## BEGIN
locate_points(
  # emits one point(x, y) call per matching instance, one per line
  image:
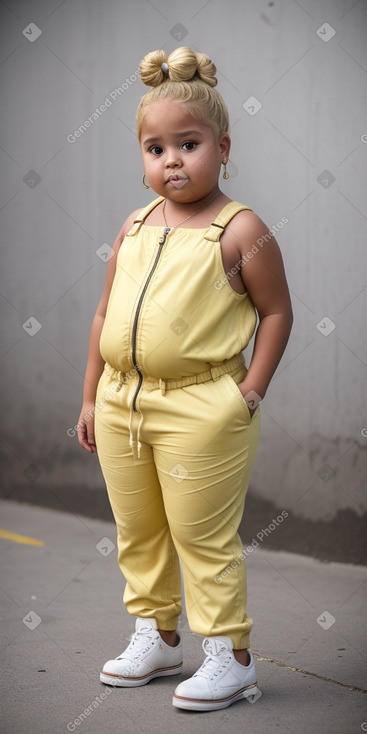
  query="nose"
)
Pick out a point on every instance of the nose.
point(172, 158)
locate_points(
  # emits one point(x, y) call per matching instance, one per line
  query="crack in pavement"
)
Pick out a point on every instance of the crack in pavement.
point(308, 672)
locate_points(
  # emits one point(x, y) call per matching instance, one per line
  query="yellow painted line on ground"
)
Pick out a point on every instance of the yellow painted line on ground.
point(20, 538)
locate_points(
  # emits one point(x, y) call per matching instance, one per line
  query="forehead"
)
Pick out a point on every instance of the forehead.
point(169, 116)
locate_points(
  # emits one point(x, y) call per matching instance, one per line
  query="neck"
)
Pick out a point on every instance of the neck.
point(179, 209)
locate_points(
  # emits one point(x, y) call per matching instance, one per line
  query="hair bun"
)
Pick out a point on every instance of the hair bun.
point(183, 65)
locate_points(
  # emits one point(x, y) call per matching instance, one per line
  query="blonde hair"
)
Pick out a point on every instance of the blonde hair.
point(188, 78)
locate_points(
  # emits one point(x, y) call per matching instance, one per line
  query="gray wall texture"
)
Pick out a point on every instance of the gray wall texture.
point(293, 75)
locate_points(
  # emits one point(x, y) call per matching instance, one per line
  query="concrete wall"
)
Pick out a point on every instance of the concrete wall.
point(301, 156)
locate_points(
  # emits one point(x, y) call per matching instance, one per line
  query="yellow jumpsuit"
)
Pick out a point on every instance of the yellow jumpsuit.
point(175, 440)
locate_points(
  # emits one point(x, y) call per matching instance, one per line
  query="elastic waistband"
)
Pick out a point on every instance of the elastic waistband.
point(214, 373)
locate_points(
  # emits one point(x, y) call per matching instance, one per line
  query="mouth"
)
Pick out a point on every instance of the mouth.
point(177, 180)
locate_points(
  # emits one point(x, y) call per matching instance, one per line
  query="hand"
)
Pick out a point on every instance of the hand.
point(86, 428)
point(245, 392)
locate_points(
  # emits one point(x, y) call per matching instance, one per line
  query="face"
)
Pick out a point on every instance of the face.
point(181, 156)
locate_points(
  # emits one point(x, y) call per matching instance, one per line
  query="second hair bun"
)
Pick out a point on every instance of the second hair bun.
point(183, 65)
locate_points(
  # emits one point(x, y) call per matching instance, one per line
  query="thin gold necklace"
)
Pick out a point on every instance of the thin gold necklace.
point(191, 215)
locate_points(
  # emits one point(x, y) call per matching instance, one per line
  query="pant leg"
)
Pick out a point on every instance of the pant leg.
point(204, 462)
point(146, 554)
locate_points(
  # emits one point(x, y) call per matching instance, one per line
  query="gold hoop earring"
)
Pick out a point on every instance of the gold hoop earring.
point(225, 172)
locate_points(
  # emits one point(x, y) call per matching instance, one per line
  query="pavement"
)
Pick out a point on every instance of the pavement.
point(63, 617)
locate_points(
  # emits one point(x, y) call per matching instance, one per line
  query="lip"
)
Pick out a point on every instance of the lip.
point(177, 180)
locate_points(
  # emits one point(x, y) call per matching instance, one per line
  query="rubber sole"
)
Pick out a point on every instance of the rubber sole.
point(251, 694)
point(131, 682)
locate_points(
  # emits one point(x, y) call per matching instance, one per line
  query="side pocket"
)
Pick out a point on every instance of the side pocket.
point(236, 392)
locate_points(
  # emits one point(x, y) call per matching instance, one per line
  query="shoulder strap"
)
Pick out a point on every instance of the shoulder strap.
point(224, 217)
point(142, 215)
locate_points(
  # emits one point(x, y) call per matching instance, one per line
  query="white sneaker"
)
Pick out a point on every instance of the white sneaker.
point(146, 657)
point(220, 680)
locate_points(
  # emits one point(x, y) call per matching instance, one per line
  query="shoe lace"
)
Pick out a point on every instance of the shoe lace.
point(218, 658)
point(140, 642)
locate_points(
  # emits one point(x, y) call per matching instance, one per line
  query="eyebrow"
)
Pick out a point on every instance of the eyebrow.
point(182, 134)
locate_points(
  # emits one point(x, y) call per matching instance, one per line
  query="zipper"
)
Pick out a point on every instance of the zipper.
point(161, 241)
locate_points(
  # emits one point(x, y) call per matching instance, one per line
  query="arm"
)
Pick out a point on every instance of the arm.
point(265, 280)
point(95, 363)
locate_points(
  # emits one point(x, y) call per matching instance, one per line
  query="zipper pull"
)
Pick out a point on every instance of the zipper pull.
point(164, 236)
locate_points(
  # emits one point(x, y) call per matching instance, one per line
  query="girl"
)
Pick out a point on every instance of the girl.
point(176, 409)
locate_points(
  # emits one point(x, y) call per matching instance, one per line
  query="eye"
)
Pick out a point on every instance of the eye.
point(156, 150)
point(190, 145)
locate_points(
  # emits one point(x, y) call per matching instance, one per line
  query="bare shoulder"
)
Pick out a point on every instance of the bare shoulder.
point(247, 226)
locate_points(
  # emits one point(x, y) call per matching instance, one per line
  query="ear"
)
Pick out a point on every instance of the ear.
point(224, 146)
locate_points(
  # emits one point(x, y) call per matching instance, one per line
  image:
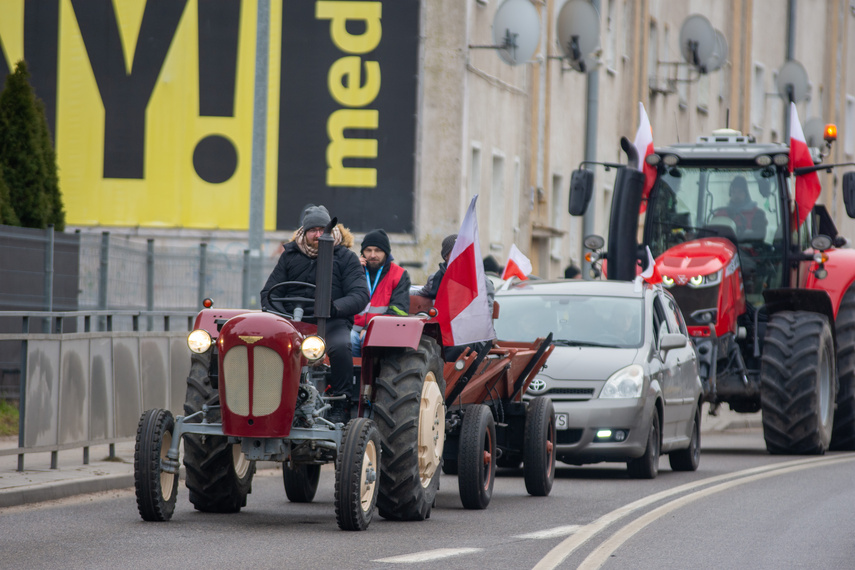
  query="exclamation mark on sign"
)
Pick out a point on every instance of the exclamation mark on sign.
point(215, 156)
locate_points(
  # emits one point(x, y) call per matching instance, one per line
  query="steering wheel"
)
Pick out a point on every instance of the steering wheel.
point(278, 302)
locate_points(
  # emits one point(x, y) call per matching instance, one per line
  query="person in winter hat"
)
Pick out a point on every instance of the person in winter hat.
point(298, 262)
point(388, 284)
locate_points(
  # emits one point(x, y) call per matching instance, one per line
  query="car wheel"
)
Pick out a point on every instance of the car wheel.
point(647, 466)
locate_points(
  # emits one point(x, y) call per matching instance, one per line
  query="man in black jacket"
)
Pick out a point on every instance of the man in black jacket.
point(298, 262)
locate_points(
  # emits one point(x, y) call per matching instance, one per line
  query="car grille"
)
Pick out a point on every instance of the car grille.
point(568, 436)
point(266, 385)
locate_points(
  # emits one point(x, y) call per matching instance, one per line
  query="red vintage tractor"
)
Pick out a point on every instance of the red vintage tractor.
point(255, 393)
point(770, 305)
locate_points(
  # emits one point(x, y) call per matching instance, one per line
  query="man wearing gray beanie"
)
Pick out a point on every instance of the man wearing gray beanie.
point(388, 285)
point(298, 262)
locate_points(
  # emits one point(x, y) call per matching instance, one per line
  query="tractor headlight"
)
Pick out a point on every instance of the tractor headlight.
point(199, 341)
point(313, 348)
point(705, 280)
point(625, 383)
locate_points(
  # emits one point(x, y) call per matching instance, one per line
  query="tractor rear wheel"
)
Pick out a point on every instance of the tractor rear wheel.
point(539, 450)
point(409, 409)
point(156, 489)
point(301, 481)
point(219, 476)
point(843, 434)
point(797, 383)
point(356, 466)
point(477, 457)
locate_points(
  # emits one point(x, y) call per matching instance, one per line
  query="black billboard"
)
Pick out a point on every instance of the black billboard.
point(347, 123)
## END
▸ What this task involves:
Retype all of the records above exactly as they appear, but leave the pictures out.

▸ Written response:
locate_points(
  # emits one point(x, y) call per matching instance, one per line
  image:
  query="nose"
)
Pick out a point on every instance of the nose.
point(172, 158)
locate_points(
  # emits one point(x, y) call per matching instance, one per line
  query="crack in pavement"
)
Pick out a point on every instance of the crack in pavement.
point(308, 672)
locate_points(
  # emits one point(x, y) call per matching instance, one per line
  query="yellow painted line on ground"
)
Pick out a point on every instance of the yellow painted line on ground.
point(20, 538)
locate_points(
  # emits one point(x, y) call per matching instance, one per line
  query="forehead"
)
Pick out a point on every instance of the forehead.
point(169, 116)
locate_points(
  # emits one point(x, y) call per matching instance, one per line
  query="neck"
)
Pick out a point on every instance of the neck.
point(179, 209)
locate_points(
  # emits one point(x, y) call per matching instance, one per line
  query="hair bun"
)
Pick out a point on every instance of the hair bun.
point(183, 65)
locate_points(
  # emits one point(x, y) call per matching instance, one per line
  query="blonde hair"
)
Pick out a point on every instance of the blonde hair.
point(188, 78)
locate_points(
  # emits one point(x, y) call per matching instance, one per line
  query="gray wall texture"
)
Pick out a point on every instance of the gray wall texture.
point(293, 75)
locate_points(
  # emits one point(x, y) call per matching instance, one per line
  query="concrete wall"
)
Pick out a point on every instance of the concrete wall.
point(301, 156)
locate_points(
  # emits one point(x, y) call per matching instance, one per line
  query="yellow jumpsuit"
)
Pick out a point on every instance of the yellow jumpsuit.
point(175, 440)
locate_points(
  # emits one point(x, y) call per matching instance, one per line
  query="elastic waistband"
)
Pick out a point on every instance of the elastic waistband.
point(214, 373)
locate_points(
  # emits one point(x, y) call per matching instance, one per line
  query="mouth"
)
Pick out a point on every instance of the mouth.
point(177, 180)
locate_points(
  # emits one point(x, y) call per matching instance, one per line
  query="hand"
)
Pick out a point on every instance of the hand.
point(86, 428)
point(245, 392)
locate_points(
  # emits one point(x, y) call per matching instance, one per line
  query="face"
)
Pick out a point on every instance of the face.
point(181, 156)
locate_points(
  # emits one point(x, y) call per matching instance, one per line
  query="second hair bun"
)
Pick out a point on every instance of the second hair bun.
point(183, 65)
locate_points(
  # emits one point(x, y) call per matching instance, one per line
  query="thin gold necklace"
)
Pick out a point on every instance of the thin gold necklace.
point(191, 215)
locate_points(
  # emits one point(x, y) call per matching instance, one per line
  query="pant leg"
)
Pick out a point on every instance of the pant leg.
point(204, 462)
point(146, 554)
locate_points(
  # emits one point(x, y) call per matching instance, one per line
  query="gold hoop earring"
)
Pick out a point on every instance of the gold hoop earring.
point(225, 172)
locate_points(
  # emits one point(x, y) call per matching instance, one per line
  query="pavement"
)
Pick out a point on every instance of the pavement.
point(63, 617)
locate_points(
  # emits one point(x, y) call per matching instance, one per line
  query="lip"
)
Pick out a point on every instance of the lip.
point(177, 180)
locate_points(
  # emits one point(x, y) call per matching instance, one per line
  query="rubber sole"
)
Pick out a point on every instance of the rubber sole.
point(251, 694)
point(131, 682)
locate_points(
  # emits one point(x, y) call per matching instance, one per line
  query="side pocket"
)
Pick out a point on every instance of the side pocket.
point(236, 392)
locate_points(
  # emits one point(x, y) call per matching instance, one per line
  query="shoulder strap"
)
Pick out a point on every instance of the shoulder strap.
point(224, 217)
point(142, 215)
locate_points(
  # emits one point(x, y) call per matching instance, one per line
  query="white sneaker"
)
Pick out a point on every instance of the white sneaker.
point(146, 657)
point(220, 680)
locate_points(
  # emits one point(x, y) call per matching instance, one per line
  query="shoe lace"
)
Pick out a point on every instance of the shoe lace.
point(218, 658)
point(140, 642)
locate_points(
  # emits one point(x, y) call per matching instance, one per line
  query="eyebrow"
)
Pick out a point on every instance of the eyebrow.
point(182, 134)
locate_points(
  # emits one point(x, y) call per matching instance, one per line
  query="zipper"
)
Pick out a point on every instance of the zipper.
point(161, 241)
locate_points(
  # emits one point(x, y) call per matching instance, one per line
  query="arm"
)
Pick out a point on every instance of the arm.
point(265, 280)
point(95, 363)
locate_points(
  # emits one point(x, y) call per matching instance, one per line
  query="zipper pull"
)
Pick out a point on every instance of the zipper pull.
point(164, 236)
locate_points(
  # emits one point(x, y) call per matching instance, one per line
  query="girl"
)
Pick out a point on every instance of the girl.
point(176, 409)
locate_points(
  # emits one point(x, y) call per matching instance, one per line
  query="eye"
)
Pick out a point on every instance of the eye.
point(156, 150)
point(190, 145)
locate_points(
  # emits one point(x, y) call per matching instance, one per line
  query="bare shoulder"
)
Pick out a point on every instance of the bare shoulder.
point(247, 226)
locate_points(
  # emits one point(x, y) call per matching instance, one per line
  query="ear"
)
Pick out a point on every instance of the ear.
point(224, 146)
locate_points(
  # emits one point(x, y) call per matching instance, one per line
  image:
  query="exclamation mark on sign"
)
Pick out a point on every instance of the exclamation mark on sign.
point(215, 156)
locate_points(
  # emits one point(x, y) call per matching instance, one per line
  query="steering wheel"
)
Pick out a point on every instance of the steering wheel.
point(278, 302)
locate_points(
  # emits one point(x, y) call per matching instance, one per line
  query="person in winter hat"
)
Pick out a point on every instance of the person in winter hat.
point(298, 262)
point(388, 284)
locate_points(
  # emits one point(x, y) call per matching instance, one per line
  query="car wheel"
)
Pick out a point on every instance of the car wheel.
point(647, 466)
locate_points(
  # emits one point(x, y) call per matching instance, one per line
  query="man in black jacket"
)
Pick out a point on every instance of the man in black jacket.
point(298, 262)
locate_points(
  # emits one point(x, y) call per matching instance, one per line
  query="car grille"
)
Pick out a point on every instance of the car grille.
point(568, 436)
point(266, 385)
locate_points(
  # emits one point(x, y) call per matching instance, one per line
  query="red vintage tractor"
)
Pick out a point on every instance of the red vintage tractor.
point(255, 393)
point(770, 305)
locate_points(
  # emits one point(x, y) call per matching instance, one per line
  query="man wearing gray beanie"
)
Pick out a point on every instance of the man wearing gray beanie.
point(388, 285)
point(298, 262)
locate_points(
  # emits one point(x, y) call per matching instance, one per line
  query="tractor headlight"
)
Pick out a point on every instance of the tractor headlight.
point(199, 341)
point(313, 348)
point(705, 280)
point(625, 383)
locate_points(
  # emits one point(x, y) call per matching instance, one per line
  query="tractor rear wheel"
)
Pick out a point on every instance of the tractor rear wheel.
point(539, 450)
point(409, 409)
point(156, 489)
point(301, 481)
point(219, 476)
point(843, 434)
point(797, 383)
point(356, 466)
point(477, 457)
locate_points(
  # emits one point(x, y) call per matching instance, one per line
  query="black billboard"
)
Pick out a point on every instance of the black billboard.
point(347, 123)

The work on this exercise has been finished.